### Aim of the exercise
Can you reproduce the entries verbatim, starting with the line that contains "sign, that would be a great help." and going through the end of the entries, without the pictures?

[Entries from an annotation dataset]
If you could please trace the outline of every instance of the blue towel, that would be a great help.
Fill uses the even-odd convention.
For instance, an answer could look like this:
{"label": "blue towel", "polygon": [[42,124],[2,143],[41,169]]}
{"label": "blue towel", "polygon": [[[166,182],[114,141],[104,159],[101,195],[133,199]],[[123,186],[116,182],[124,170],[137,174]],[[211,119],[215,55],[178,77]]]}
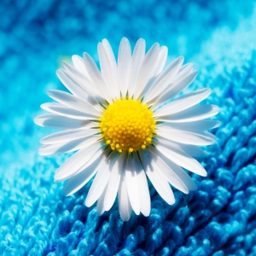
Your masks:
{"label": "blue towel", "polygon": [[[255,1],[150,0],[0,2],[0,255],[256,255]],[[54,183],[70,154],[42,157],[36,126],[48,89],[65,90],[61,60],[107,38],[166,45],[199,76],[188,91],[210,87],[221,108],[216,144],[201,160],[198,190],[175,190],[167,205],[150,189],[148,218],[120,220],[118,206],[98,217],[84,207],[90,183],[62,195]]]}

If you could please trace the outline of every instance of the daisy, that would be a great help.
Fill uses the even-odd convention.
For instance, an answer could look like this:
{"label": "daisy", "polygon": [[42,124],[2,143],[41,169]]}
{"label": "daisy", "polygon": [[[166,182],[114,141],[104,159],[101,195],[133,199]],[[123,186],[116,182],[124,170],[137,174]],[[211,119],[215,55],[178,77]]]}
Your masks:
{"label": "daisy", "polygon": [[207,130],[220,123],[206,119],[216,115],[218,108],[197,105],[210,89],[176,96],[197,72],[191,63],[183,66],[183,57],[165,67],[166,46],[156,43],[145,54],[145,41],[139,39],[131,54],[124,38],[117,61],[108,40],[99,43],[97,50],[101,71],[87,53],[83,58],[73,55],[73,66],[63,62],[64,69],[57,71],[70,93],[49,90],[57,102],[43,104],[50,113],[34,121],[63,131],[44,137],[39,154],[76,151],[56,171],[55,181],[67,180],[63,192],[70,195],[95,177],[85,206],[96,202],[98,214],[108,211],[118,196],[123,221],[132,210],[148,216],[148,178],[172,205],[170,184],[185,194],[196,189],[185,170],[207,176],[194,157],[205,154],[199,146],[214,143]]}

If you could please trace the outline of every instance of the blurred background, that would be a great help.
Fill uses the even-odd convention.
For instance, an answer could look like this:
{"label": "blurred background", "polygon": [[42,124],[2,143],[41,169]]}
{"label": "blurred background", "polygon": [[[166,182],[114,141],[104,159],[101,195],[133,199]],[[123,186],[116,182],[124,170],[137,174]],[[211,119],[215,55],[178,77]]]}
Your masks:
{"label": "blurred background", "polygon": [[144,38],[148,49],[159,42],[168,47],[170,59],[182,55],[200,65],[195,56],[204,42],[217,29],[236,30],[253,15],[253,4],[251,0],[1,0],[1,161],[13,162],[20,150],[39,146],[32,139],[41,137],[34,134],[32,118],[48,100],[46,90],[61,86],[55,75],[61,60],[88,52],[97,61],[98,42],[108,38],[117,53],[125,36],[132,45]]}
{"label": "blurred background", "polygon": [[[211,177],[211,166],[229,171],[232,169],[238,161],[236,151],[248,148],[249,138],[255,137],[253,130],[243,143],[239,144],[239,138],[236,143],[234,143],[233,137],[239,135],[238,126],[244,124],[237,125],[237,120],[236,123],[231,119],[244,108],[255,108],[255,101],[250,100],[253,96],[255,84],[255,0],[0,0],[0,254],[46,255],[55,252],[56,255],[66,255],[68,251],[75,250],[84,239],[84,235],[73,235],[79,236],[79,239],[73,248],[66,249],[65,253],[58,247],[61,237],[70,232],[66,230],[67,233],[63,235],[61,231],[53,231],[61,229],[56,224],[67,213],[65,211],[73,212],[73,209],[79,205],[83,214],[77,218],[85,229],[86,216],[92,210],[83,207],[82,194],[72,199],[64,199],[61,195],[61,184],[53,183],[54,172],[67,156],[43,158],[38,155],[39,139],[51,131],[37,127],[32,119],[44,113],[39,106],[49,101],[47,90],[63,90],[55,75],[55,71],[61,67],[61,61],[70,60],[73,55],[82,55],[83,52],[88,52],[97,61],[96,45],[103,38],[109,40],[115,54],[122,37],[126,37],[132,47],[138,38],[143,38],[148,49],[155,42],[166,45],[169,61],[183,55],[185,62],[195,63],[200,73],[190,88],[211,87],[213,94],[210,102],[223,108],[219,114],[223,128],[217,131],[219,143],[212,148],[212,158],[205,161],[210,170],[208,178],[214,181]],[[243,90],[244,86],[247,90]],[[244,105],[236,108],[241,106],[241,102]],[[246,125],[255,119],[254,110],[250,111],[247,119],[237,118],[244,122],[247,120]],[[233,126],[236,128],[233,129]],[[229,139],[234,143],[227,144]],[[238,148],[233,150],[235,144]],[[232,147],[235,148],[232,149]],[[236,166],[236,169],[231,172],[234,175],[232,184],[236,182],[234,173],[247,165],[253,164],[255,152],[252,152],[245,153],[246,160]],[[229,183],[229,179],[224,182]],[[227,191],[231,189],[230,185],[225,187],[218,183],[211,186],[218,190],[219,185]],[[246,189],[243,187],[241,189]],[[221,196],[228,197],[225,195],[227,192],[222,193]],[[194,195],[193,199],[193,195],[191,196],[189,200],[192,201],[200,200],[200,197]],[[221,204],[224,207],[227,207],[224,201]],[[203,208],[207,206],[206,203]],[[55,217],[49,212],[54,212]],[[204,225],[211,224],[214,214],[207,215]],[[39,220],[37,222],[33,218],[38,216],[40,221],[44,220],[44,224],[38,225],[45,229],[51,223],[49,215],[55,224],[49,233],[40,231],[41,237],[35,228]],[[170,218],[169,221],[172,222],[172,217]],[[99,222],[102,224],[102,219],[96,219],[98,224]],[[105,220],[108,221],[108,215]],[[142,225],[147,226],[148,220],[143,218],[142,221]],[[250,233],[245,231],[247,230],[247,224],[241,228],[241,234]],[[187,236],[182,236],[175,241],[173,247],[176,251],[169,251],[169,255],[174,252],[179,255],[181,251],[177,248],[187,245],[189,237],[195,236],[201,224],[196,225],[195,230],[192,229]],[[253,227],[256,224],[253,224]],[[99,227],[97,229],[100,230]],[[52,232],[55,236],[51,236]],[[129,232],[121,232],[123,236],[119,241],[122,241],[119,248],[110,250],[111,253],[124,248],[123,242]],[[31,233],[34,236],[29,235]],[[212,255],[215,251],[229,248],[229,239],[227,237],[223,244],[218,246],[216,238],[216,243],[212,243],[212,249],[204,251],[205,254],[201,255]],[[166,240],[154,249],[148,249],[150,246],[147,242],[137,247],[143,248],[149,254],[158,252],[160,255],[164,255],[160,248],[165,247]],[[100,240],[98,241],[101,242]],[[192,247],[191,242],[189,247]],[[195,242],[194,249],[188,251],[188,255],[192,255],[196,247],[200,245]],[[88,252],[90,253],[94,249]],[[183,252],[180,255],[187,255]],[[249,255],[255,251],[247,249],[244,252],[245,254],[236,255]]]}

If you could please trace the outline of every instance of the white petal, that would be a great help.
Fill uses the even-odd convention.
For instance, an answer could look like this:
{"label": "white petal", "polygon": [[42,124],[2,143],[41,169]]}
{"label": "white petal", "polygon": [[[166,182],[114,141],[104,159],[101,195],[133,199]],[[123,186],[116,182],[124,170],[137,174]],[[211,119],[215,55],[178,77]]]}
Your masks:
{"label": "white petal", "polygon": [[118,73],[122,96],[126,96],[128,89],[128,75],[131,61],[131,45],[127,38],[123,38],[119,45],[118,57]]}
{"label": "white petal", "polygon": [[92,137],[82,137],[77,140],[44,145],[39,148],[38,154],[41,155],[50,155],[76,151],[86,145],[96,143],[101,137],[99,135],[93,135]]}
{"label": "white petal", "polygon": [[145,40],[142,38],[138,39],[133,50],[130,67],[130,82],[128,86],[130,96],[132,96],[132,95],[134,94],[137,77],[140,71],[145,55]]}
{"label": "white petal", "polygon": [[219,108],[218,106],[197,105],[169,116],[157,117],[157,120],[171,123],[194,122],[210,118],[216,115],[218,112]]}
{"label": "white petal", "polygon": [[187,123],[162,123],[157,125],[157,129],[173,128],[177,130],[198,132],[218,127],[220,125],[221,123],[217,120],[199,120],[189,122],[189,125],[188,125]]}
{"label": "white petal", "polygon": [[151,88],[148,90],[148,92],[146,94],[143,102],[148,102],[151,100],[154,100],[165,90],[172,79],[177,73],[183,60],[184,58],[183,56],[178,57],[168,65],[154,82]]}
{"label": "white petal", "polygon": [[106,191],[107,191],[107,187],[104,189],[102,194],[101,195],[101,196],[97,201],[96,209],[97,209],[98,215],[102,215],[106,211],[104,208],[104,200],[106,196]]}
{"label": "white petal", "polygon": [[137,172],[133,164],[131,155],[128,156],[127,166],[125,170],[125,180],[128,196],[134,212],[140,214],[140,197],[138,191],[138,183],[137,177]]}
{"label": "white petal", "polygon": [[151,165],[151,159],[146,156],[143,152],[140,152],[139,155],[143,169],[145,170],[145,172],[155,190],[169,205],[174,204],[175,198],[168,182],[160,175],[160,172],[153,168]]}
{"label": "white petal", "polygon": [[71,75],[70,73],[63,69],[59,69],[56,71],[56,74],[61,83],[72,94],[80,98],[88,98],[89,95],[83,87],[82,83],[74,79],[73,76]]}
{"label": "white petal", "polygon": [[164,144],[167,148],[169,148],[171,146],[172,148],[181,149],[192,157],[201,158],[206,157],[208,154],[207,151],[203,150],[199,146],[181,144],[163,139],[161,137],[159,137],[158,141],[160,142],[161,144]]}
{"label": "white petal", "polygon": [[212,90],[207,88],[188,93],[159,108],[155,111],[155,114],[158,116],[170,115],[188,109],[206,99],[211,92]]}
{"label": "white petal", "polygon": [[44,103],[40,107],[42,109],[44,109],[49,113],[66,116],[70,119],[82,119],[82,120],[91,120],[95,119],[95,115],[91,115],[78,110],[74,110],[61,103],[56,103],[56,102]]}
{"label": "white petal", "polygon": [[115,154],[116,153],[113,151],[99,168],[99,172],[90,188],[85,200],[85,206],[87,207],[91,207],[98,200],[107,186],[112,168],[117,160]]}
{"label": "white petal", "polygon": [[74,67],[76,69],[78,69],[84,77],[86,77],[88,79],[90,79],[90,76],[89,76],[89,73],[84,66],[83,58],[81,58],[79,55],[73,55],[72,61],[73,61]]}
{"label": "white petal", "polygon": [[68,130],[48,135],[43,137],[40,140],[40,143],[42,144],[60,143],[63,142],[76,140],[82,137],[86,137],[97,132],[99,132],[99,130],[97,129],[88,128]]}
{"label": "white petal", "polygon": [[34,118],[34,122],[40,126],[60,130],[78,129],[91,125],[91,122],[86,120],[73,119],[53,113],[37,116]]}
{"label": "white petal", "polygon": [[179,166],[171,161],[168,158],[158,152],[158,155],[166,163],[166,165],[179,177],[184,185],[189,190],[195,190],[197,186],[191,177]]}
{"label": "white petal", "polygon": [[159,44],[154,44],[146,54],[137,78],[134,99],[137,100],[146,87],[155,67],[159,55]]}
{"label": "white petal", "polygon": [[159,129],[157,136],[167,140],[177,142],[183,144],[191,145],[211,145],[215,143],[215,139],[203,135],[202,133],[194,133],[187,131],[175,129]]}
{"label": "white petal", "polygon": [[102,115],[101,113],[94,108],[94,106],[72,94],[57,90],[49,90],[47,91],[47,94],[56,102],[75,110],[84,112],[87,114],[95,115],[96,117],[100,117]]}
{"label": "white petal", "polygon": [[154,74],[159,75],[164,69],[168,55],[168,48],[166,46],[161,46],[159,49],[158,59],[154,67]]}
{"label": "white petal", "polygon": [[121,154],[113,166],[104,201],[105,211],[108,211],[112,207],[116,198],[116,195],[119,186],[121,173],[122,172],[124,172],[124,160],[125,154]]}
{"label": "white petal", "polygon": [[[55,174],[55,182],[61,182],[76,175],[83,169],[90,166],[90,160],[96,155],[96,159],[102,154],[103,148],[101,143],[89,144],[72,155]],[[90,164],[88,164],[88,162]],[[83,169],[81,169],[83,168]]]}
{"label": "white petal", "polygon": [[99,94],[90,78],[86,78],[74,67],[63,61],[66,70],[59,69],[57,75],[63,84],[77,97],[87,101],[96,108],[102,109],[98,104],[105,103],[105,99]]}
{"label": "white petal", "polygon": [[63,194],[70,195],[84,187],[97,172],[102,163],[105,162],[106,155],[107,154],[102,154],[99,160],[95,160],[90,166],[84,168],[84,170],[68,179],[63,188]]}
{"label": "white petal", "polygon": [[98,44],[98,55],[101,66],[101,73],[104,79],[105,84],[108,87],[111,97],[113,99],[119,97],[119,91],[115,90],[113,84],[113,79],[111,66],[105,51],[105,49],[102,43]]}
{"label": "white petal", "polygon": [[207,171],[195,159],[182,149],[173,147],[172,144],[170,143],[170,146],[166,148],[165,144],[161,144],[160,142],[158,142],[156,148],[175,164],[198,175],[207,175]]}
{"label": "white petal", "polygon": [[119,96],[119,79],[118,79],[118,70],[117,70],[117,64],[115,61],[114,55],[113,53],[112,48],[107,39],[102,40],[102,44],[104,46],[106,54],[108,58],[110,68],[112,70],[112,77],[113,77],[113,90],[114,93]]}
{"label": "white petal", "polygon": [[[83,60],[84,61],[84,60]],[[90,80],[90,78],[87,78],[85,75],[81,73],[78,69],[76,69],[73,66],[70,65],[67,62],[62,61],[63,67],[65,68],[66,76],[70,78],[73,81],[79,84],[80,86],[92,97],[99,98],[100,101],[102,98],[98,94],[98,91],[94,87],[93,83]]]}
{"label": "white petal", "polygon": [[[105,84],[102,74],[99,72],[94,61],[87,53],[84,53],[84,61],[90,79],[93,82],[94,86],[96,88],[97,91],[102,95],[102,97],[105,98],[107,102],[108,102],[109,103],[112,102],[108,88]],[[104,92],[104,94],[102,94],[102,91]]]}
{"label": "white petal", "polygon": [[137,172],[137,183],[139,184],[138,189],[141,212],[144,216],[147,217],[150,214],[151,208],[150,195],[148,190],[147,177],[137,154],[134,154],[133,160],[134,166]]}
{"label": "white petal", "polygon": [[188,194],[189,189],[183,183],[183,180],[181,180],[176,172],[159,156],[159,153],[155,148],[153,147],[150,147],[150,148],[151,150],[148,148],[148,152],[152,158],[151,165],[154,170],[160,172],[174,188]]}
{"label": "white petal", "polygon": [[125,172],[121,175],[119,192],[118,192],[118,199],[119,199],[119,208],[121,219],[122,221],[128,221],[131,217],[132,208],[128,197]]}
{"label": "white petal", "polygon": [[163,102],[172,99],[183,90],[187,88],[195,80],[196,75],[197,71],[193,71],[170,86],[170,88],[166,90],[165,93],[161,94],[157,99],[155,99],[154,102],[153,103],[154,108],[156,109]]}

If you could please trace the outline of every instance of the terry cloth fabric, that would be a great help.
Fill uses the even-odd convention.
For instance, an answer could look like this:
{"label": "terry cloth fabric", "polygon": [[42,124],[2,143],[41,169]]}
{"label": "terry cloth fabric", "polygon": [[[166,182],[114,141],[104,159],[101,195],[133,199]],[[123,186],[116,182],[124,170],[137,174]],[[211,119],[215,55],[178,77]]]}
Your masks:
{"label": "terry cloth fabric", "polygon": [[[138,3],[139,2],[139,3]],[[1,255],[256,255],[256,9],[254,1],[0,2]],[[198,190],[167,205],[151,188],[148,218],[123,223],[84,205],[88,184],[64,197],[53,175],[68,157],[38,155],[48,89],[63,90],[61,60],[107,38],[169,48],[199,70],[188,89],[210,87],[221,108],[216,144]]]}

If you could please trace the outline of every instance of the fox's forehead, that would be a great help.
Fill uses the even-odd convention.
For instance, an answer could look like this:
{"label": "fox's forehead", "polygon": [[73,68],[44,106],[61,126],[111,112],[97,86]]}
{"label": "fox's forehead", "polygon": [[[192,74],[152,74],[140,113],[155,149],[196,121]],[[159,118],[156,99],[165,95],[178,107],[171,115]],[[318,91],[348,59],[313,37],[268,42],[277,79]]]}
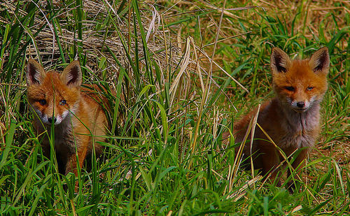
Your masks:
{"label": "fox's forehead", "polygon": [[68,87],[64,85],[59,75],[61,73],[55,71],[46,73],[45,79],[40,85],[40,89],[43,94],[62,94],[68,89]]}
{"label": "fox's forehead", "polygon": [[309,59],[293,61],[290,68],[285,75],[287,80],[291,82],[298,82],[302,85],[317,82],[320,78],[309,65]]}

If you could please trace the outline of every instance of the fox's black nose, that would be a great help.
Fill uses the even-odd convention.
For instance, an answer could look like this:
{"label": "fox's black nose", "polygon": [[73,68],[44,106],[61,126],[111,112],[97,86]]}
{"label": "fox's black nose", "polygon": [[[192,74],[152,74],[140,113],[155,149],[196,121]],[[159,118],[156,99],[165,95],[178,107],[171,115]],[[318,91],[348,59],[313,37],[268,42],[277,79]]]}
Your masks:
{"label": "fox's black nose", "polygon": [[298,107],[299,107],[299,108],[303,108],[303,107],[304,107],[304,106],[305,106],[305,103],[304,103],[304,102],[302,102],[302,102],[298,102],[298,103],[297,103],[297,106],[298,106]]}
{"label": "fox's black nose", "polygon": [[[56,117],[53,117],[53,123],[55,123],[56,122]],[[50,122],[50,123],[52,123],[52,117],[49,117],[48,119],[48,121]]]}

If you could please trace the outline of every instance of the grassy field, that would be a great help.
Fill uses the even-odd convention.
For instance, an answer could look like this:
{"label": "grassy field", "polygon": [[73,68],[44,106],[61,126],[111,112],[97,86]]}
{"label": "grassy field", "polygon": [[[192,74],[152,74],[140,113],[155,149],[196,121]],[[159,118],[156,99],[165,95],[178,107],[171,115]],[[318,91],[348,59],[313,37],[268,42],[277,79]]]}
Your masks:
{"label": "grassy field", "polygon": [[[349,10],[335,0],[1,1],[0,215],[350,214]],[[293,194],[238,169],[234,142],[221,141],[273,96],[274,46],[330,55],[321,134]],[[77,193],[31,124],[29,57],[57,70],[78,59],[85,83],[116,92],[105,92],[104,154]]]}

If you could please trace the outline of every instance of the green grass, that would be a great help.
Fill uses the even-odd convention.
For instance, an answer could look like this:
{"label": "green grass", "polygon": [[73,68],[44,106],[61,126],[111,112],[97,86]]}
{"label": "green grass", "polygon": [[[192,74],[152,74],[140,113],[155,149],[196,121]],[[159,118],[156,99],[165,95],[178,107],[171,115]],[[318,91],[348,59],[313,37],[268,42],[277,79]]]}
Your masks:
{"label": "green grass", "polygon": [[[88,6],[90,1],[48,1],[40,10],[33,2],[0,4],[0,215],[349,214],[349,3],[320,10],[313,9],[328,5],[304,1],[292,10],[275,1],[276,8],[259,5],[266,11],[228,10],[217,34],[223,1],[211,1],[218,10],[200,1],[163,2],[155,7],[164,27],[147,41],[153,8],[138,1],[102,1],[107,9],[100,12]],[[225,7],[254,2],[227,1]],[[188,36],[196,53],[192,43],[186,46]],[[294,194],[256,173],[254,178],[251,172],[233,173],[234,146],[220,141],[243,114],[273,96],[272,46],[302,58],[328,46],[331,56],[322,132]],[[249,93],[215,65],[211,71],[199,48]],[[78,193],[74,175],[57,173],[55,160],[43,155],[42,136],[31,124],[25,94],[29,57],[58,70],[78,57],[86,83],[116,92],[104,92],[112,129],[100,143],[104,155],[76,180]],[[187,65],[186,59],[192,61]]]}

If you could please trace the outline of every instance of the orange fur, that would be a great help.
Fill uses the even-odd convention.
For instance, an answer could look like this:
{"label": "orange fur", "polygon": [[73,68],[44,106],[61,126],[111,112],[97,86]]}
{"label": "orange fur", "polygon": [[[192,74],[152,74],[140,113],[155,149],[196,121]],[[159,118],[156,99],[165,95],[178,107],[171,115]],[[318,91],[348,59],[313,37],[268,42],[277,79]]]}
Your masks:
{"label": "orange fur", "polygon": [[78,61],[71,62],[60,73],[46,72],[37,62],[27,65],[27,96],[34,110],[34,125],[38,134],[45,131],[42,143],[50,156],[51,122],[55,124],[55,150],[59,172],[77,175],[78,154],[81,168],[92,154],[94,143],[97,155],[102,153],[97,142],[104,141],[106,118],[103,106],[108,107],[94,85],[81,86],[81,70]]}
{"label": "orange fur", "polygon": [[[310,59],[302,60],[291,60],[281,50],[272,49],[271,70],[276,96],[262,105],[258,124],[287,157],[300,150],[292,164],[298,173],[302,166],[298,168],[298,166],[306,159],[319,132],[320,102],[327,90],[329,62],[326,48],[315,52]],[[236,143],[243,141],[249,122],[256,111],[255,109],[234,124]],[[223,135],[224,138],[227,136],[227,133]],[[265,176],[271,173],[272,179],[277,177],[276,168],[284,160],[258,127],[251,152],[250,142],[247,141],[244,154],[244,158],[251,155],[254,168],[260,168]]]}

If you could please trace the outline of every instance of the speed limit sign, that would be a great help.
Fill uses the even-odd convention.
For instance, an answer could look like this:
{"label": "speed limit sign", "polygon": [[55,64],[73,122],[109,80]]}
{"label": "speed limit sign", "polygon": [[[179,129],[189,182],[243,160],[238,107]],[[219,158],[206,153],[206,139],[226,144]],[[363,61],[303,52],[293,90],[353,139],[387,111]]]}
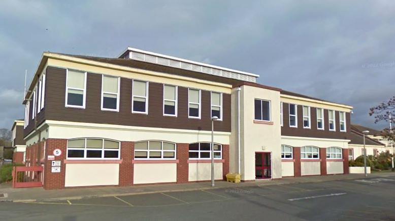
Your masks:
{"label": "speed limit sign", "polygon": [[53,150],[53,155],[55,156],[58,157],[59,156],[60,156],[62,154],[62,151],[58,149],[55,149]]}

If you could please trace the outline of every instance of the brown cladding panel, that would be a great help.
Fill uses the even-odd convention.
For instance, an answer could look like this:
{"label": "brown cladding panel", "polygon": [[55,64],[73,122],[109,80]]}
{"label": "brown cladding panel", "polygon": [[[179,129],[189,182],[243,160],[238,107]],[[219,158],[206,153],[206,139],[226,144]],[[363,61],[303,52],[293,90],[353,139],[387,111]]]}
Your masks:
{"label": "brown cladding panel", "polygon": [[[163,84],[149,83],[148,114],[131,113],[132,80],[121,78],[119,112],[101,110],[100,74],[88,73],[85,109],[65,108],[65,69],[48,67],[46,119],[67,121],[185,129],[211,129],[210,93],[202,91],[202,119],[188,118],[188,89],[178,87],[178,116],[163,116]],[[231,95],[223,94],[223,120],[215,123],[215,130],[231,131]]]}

### Answer to the task
If you could please trace the outline of every instance of the speed limit sign, that would be a great help.
Fill uses the even-odd convention.
For instance, an answer could look like this:
{"label": "speed limit sign", "polygon": [[55,64],[73,122],[109,80]]}
{"label": "speed limit sign", "polygon": [[[179,129],[189,182],[243,160],[238,107]],[[219,158],[206,153],[206,139],[226,144]],[[363,61],[303,52],[293,90],[353,139],[387,111]]]}
Your masks:
{"label": "speed limit sign", "polygon": [[53,150],[53,155],[55,156],[58,157],[59,156],[60,156],[62,154],[62,151],[58,149],[55,149]]}

If you could please trace the outline of every instance of the brown cladding panel, that would be a great help.
Fill uses the even-odd convention.
For instance, an answer could look like this:
{"label": "brown cladding panel", "polygon": [[55,64],[73,122],[109,80]]}
{"label": "brown cladding panel", "polygon": [[[179,129],[189,182],[243,160],[238,107]],[[219,158],[206,153],[206,139],[226,144]],[[363,61],[303,52],[293,90],[353,139],[387,111]]]}
Your masks:
{"label": "brown cladding panel", "polygon": [[[163,84],[149,83],[148,114],[131,113],[132,80],[121,78],[119,112],[101,110],[100,74],[88,73],[85,109],[65,108],[65,69],[48,67],[46,119],[67,121],[185,129],[211,129],[210,93],[202,91],[202,119],[188,118],[188,89],[178,87],[178,116],[163,116]],[[231,95],[223,94],[223,120],[215,123],[215,130],[231,131]]]}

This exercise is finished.